_WHAT THE TASK ASKS_
The answer must consist of every line from the entries that holds the word "below".

_Image point grounding data_
-=-=-

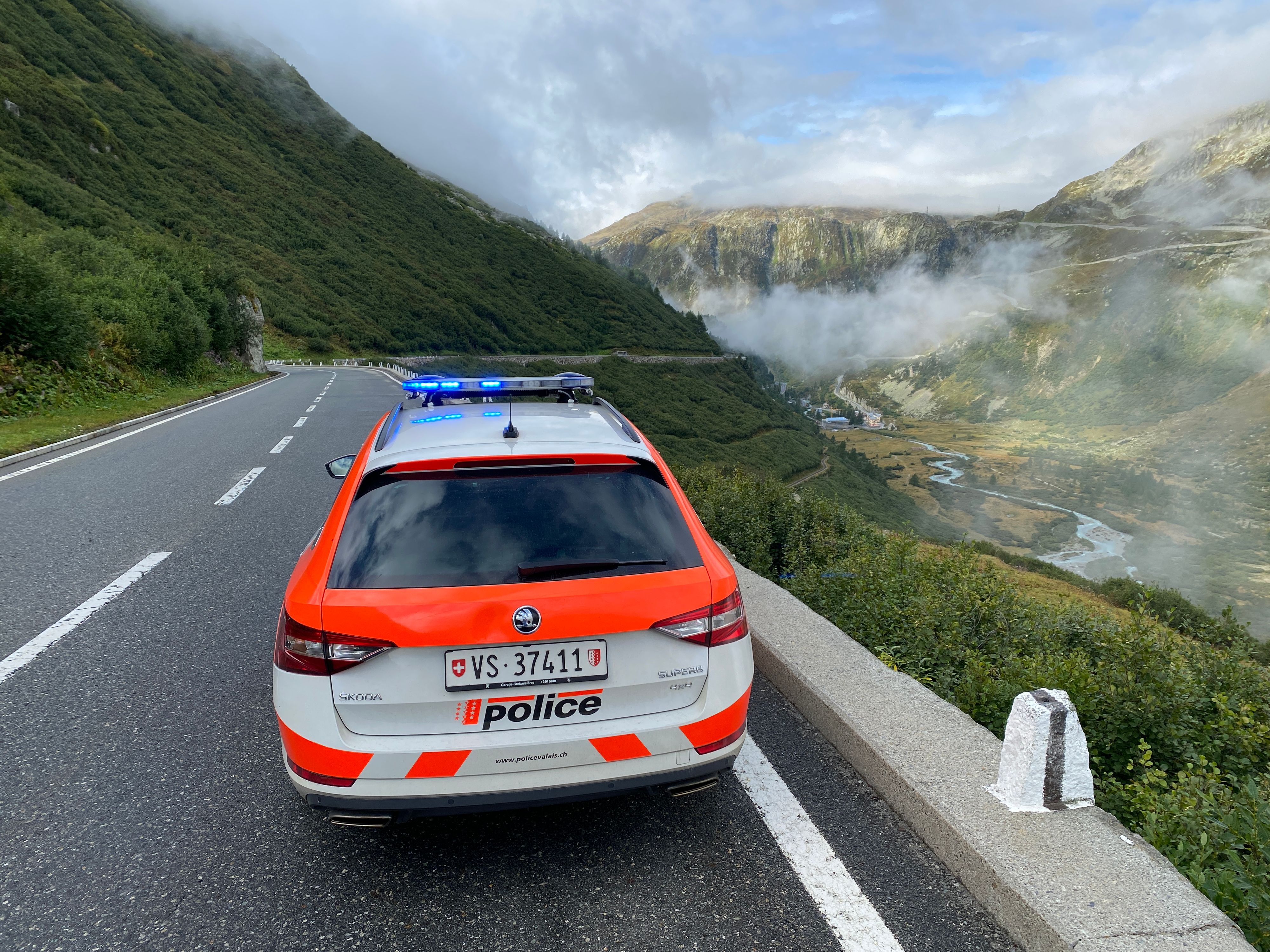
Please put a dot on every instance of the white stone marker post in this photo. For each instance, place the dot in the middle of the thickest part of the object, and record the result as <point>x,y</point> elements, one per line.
<point>1045,761</point>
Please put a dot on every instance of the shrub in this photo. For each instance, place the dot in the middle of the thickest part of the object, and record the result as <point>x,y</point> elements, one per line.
<point>1178,725</point>
<point>37,315</point>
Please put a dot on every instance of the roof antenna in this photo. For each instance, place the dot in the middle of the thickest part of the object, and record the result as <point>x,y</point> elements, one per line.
<point>510,432</point>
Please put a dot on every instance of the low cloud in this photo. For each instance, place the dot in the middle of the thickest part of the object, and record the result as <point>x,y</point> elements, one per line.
<point>909,313</point>
<point>584,112</point>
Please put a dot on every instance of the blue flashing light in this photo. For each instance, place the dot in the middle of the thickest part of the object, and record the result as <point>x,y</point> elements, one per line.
<point>432,387</point>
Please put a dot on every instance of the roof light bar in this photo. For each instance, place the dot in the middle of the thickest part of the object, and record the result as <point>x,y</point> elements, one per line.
<point>483,387</point>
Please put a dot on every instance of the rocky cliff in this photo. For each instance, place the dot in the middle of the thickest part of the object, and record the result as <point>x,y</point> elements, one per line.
<point>686,249</point>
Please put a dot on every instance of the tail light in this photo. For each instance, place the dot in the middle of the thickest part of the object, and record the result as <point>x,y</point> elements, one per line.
<point>319,777</point>
<point>723,742</point>
<point>303,651</point>
<point>714,625</point>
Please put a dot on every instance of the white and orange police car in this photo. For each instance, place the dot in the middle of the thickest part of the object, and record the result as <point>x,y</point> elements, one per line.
<point>510,604</point>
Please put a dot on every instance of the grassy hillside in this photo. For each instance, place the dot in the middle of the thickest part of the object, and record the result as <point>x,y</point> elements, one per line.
<point>1174,703</point>
<point>117,126</point>
<point>719,414</point>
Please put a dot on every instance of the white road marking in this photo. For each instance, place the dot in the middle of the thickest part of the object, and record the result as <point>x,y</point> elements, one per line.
<point>133,433</point>
<point>65,625</point>
<point>845,908</point>
<point>239,487</point>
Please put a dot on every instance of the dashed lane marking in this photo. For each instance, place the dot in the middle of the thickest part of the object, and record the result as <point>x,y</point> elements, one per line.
<point>845,908</point>
<point>133,433</point>
<point>68,624</point>
<point>239,487</point>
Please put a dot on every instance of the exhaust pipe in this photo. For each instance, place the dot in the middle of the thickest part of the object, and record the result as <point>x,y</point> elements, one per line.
<point>695,786</point>
<point>370,822</point>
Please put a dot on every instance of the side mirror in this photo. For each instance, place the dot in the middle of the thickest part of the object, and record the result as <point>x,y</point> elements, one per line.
<point>338,469</point>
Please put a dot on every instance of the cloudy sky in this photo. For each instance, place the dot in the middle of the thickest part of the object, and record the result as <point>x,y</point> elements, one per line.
<point>584,111</point>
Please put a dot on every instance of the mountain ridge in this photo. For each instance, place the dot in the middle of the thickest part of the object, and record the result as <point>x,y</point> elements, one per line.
<point>116,125</point>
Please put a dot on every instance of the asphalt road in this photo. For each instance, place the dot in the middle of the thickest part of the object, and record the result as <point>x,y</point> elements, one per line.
<point>144,804</point>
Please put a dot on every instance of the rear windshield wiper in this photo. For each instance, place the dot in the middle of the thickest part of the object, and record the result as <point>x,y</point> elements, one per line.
<point>578,567</point>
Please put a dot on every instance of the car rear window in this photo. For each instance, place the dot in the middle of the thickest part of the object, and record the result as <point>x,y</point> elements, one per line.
<point>492,527</point>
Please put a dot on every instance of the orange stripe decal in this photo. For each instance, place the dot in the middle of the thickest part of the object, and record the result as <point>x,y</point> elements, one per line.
<point>322,760</point>
<point>719,725</point>
<point>624,747</point>
<point>438,764</point>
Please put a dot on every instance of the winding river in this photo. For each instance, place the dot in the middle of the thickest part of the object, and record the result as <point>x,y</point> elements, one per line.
<point>1106,543</point>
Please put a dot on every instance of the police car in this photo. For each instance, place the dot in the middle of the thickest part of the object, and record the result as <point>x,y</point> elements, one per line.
<point>510,604</point>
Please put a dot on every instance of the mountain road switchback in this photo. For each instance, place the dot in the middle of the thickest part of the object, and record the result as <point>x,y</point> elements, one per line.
<point>145,802</point>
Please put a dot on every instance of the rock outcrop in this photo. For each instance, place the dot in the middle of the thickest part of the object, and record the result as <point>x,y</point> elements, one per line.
<point>685,249</point>
<point>1217,173</point>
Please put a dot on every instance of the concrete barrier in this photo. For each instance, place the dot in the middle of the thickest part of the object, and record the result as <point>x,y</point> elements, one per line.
<point>1070,880</point>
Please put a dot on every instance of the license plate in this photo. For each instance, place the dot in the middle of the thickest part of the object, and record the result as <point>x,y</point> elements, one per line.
<point>520,666</point>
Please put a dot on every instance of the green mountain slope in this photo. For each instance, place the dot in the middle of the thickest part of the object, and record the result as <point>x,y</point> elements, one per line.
<point>116,125</point>
<point>725,416</point>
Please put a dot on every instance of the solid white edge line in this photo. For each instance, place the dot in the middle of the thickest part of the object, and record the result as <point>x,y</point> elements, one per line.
<point>239,487</point>
<point>142,430</point>
<point>849,913</point>
<point>65,625</point>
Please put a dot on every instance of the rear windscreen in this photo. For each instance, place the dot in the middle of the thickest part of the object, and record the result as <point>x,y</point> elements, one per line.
<point>496,529</point>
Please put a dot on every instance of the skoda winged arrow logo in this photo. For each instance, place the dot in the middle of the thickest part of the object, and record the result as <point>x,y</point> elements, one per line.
<point>526,620</point>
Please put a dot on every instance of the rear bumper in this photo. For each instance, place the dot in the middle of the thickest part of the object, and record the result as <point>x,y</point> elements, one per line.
<point>408,808</point>
<point>462,772</point>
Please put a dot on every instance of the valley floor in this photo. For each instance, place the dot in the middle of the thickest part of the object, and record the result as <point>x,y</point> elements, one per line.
<point>1192,491</point>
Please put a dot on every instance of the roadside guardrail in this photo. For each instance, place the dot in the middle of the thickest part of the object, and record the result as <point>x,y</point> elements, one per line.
<point>1056,882</point>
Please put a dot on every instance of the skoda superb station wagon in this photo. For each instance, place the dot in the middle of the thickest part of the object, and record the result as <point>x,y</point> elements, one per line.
<point>509,605</point>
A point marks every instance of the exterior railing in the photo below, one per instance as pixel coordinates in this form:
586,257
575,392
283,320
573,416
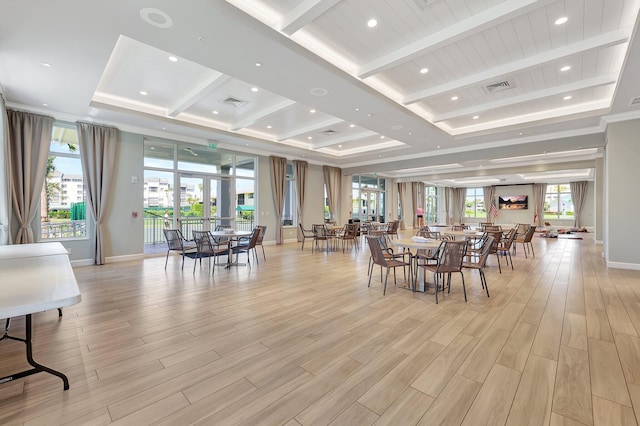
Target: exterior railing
66,229
153,226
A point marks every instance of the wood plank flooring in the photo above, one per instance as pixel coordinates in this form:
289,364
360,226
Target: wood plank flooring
301,340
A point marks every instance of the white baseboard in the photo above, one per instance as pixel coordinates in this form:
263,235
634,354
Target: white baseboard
124,258
82,262
621,265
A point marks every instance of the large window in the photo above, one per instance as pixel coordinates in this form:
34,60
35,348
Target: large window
431,204
474,203
558,203
289,209
62,202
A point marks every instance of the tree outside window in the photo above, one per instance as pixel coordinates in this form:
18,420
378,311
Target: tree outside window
62,205
558,202
474,203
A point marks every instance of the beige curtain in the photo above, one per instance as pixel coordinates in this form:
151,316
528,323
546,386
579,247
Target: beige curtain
489,197
98,149
578,194
5,175
332,181
300,170
278,176
29,140
459,198
539,193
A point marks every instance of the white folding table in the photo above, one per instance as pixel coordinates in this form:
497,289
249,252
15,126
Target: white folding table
35,278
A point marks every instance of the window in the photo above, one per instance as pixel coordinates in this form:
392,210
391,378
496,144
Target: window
474,204
289,210
558,203
62,205
431,204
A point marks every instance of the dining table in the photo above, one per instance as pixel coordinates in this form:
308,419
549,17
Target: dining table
35,278
415,243
232,235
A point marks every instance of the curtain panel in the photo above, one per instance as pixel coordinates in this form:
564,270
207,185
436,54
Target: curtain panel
578,194
402,192
29,140
539,194
300,170
278,177
332,180
489,198
5,175
98,149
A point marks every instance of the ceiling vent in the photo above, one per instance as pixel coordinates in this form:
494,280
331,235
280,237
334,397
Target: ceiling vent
235,102
500,86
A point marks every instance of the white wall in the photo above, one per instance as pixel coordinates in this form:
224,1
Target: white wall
622,201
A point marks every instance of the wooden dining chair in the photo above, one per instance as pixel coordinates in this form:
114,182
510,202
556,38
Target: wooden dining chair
378,257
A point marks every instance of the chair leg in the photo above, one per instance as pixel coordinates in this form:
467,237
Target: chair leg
483,279
386,277
464,289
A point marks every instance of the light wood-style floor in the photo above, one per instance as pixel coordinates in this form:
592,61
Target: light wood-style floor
300,339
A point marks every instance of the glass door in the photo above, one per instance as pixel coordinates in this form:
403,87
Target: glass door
221,204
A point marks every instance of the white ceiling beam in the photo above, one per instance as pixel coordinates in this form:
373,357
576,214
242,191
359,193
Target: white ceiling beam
197,92
251,119
527,97
304,13
606,40
344,139
489,18
309,128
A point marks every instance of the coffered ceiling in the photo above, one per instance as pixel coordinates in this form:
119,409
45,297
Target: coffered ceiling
440,90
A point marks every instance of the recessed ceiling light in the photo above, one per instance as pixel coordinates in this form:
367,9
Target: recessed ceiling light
156,17
318,91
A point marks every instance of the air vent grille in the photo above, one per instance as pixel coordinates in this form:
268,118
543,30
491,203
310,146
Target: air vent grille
230,100
499,86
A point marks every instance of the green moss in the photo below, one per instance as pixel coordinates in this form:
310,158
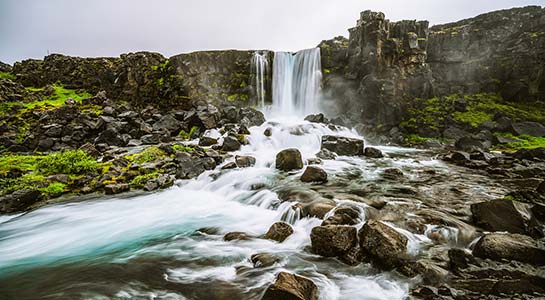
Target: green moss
140,180
187,135
521,142
67,162
54,189
7,75
149,154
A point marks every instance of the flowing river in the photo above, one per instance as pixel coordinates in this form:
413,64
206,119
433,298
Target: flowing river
169,244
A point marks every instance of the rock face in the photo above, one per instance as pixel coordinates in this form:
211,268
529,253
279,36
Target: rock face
498,215
291,287
386,246
333,240
510,247
377,73
279,232
289,159
342,145
314,174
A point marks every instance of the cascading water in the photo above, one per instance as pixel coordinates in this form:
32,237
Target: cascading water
260,66
296,82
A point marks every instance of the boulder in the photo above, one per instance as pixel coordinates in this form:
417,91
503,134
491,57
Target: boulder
528,128
314,174
289,159
291,287
498,215
112,189
207,141
230,144
279,232
244,161
263,260
518,247
19,200
333,240
342,145
317,118
373,152
385,245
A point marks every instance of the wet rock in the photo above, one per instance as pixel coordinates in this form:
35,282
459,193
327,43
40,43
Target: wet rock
498,215
326,154
230,144
291,287
244,161
237,235
518,247
528,128
373,152
342,145
279,232
289,159
333,240
314,174
207,141
386,246
19,200
112,189
263,260
317,118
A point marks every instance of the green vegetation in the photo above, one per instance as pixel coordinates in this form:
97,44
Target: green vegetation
521,142
67,162
469,110
187,135
140,180
147,155
7,75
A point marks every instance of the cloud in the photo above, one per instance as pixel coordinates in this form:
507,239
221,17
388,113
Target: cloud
33,28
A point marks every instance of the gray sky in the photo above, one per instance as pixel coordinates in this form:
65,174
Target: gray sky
31,28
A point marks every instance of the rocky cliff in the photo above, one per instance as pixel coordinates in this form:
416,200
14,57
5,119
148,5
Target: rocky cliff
385,67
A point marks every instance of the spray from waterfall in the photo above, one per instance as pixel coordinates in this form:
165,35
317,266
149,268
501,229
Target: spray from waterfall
296,82
260,64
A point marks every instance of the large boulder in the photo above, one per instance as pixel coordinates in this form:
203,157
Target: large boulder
498,215
279,232
342,145
314,174
333,240
528,128
289,159
291,287
518,247
19,200
385,245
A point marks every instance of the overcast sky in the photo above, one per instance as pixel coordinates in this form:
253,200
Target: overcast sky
32,28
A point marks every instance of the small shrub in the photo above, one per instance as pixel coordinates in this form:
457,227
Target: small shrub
67,162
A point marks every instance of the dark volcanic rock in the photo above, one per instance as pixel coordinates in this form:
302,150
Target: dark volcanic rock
19,200
314,174
279,231
498,215
289,159
509,247
333,240
291,287
342,145
386,246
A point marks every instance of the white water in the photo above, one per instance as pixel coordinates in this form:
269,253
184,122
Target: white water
296,82
162,225
260,65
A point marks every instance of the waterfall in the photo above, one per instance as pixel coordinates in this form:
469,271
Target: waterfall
296,82
260,64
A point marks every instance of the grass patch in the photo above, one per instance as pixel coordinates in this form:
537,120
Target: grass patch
521,142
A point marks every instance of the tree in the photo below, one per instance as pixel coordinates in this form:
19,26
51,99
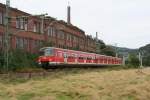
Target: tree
133,60
109,51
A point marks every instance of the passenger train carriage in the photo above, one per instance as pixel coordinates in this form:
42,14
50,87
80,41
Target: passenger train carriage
57,56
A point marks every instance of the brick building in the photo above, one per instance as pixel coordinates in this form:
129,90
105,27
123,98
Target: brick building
30,32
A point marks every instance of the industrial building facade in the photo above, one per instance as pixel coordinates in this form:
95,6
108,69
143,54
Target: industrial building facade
30,32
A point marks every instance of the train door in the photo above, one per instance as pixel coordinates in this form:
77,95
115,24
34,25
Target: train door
65,57
76,58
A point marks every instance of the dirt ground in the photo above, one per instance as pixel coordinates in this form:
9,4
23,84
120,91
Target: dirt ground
88,84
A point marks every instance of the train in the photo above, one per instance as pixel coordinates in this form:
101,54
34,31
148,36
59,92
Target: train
52,56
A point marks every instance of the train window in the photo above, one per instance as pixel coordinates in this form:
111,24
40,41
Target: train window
81,58
65,55
89,58
48,52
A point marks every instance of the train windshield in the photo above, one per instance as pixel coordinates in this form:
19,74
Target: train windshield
47,52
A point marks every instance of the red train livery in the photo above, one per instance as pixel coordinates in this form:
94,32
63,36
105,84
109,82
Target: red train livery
58,56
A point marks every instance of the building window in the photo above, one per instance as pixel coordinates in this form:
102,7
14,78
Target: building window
19,43
1,18
50,31
36,27
1,40
22,23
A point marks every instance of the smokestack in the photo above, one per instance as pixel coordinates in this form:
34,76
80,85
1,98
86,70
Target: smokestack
69,14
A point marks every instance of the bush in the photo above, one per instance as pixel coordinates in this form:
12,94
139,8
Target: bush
133,61
19,59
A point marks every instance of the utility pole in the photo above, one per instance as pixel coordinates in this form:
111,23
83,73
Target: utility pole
6,37
141,61
116,49
97,44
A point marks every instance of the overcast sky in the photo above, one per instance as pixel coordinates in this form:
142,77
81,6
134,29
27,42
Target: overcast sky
125,22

-=-=-

_TASK RESULT_
A point marks every instance of the exterior railing in the photo below, one per instance as pixel coordinates in this form:
A point marks every instance of the green moss in the photo below, one per instance as pixel coordinates in this form:
A point marks every instance of the tree in the photo below, one per instance as pixel coordinates in this form:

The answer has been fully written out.